● **What is being asked**: Convert only the part of the records below that opens with the line containing "Q: For each instance of the man" and closes with the line containing "Query: brown t-shirt", both lines included, into a JSON list of strings with one string per line and blank lines left out.

— start Supplied material —

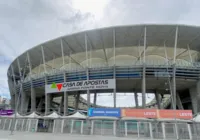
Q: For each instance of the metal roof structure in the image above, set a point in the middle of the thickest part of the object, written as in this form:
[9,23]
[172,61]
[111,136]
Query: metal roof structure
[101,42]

— end Supplied material —
— start Supplied material —

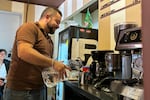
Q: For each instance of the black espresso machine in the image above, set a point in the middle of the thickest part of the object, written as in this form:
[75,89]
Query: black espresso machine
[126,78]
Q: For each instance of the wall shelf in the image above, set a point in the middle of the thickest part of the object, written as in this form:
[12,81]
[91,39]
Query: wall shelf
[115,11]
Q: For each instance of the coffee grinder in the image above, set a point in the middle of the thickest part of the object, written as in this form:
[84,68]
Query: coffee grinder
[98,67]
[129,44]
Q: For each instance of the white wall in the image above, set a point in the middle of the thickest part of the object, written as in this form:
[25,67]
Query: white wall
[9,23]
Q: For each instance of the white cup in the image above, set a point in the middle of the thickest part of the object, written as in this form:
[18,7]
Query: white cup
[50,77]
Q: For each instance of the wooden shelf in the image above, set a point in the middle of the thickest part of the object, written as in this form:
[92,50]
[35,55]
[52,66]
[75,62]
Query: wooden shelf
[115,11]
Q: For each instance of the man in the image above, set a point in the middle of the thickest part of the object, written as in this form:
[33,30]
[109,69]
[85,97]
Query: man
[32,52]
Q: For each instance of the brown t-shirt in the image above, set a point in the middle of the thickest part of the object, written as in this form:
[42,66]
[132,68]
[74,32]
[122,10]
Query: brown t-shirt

— end Supplied material —

● **Solution for this task**:
[
  "Q: For each instance of the man in the image above, set a point in the middle of the thickest part of the object, written as in this form:",
  "[33,30]",
  "[109,69]",
  "[85,97]",
  "Query: man",
  "[32,52]",
  "Q: For each instance of the brown t-shirt in the image above, set a point in the middle of the thickest part of the object, written as in this form:",
  "[42,66]",
  "[132,68]",
  "[74,32]",
  "[122,10]",
  "Query: brown t-shirt"
]